[Data extracts — start]
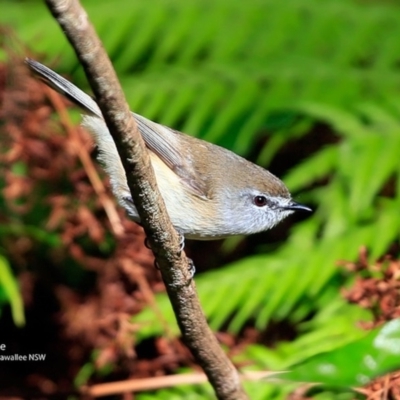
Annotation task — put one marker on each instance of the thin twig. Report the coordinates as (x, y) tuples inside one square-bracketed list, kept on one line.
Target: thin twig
[(138, 385)]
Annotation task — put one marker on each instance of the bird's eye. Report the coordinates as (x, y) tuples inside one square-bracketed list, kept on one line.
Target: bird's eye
[(260, 201)]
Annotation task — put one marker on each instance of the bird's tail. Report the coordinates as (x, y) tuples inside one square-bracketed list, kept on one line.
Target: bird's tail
[(64, 87)]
[Data extracts — finish]
◆ Your goal:
Keep only the lines from the one containing "Target: bird's eye" to the end of the entries, and repeat them exactly.

◆ Result:
Target: bird's eye
[(260, 201)]
Annotation task — put one marker on each instance of the bird's tail. Report the coordinates as (x, y) tuples inside one square-bracketed list, kept on one line.
Target: bird's tail
[(64, 87)]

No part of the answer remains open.